Wichtig sei vor allem, so Steglich, dass alle Urkunden gut greifbar sind. Es empfiehlt sich auch, Kopien mit sich zu führen. Passiert zum Beispiel ein Autounfall, haben die Ersthelfer vor Ort bereits ausreichend Informationen.

Die Patientenverfügung sei der sensibelste Bereich bei allen Fragen um die Gesundheit, bei Krankheit und beim Sterben, informierte Steglich in ihrem letzten Kapitel des Vortrags. Die Frage „Was soll mit mir geschehen, wenn ich nicht mehr entscheiden kann“, sei die zentrale Frage über die man sich nicht erst in späteren Jahren, sondern jetzt Gedanken machen sollte. Dabei helfen Fragen wie „Lebe ich gerne und in welchem Zustand möchte ich leben?“ oder „Was ist, wenn ich dauerhaft auf Hilfe angewiesen bin?“. Das größte Problem sei, so Bettina Steglich, „dass die meisten Patientenverfügungen sehr ungenau formuliert sind und oft Raum für Interpretationen geben, was denn der Verfasser wirklich wollte. „Man sollte sich über die persönliche Einstellung zum Leben und zum Sterben bewusst werden. Der Laie kann die inhaltlichen Feinheiten nicht wissen. Ansprechstellen wie der Hospizverein können dazu jedoch umfassend und kostenfrei informieren“, erklärte Steglich.

> [Rohdaten]:

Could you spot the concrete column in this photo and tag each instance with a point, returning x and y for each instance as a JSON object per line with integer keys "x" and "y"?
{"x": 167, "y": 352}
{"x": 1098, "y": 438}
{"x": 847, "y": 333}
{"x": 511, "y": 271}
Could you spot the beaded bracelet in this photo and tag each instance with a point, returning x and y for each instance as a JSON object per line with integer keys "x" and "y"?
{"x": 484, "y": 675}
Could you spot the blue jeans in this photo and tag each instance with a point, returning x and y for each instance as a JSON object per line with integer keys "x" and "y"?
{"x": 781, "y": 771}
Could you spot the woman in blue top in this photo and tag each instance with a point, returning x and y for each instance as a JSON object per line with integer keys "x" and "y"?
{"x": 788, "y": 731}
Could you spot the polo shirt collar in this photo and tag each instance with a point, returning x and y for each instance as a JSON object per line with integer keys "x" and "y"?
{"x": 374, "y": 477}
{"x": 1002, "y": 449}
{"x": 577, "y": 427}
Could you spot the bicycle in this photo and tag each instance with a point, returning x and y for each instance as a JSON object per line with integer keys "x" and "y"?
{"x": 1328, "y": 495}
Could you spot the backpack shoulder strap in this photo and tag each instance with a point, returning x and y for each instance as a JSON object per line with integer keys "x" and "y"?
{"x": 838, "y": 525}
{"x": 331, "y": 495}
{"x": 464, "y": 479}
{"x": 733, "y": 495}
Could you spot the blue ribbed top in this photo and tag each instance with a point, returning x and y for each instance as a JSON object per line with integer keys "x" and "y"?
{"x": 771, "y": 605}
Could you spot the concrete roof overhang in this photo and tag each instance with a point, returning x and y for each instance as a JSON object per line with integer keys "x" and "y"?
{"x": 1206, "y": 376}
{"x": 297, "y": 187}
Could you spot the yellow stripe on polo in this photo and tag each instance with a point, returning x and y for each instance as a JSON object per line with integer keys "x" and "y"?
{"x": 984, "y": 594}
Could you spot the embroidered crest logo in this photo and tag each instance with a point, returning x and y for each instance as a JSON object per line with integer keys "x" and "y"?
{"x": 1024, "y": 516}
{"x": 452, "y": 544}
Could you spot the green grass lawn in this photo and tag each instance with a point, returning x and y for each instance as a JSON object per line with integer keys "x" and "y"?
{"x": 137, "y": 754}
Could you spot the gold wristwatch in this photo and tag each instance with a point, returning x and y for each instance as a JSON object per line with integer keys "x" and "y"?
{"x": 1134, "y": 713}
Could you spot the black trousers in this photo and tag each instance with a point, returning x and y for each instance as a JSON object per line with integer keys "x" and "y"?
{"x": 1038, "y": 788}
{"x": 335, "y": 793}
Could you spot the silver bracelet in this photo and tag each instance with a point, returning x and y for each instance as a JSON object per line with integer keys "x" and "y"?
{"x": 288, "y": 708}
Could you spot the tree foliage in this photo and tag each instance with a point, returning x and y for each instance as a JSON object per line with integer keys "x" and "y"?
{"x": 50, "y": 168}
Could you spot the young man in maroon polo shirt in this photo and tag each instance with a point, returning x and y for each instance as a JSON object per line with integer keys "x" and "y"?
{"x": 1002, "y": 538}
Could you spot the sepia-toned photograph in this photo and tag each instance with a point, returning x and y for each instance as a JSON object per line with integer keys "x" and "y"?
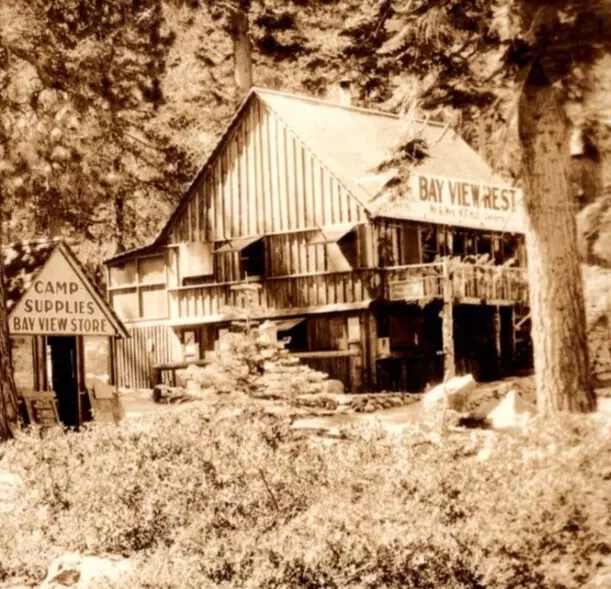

> [Arbeitsauftrag A]: Entscheide für jede Aussage, ob sie mit dem Textauszug übereinstimmt, und belege dein Ja oder Nein mit den ausschlaggebenden Worten als wörtlichem Zitat: (i) Es wird empfohlen, Kopien der Urkunden mit sich zu führen. (ii) Mit der Frage, was geschehen soll, wenn man nicht mehr entscheiden kann, sollte man sich erst im Alter befassen. (iii) Der Hospizverein informiert nur gegen eine Gebühr.
> [Arbeitsauftrag B]: Was ist laut Bettina Steglich im Textauszug das größte Problem bei Patientenverfügungen?
Für die Bearbeitung ist das Material nicht erforderlich.

> [Ergebnis A]:
(i) Ja: „Es empfiehlt sich auch, Kopien mit sich zu führen.“
(ii) Nein: „nicht erst in späteren Jahren, sondern jetzt“
(iii) Nein: „umfassend und kostenfrei informieren“

> [Ergebnis B]: Die meisten Patientenverfügungen sind sehr ungenau formuliert und lassen oft Raum für Interpretationen, was der Verfasser wirklich wollte.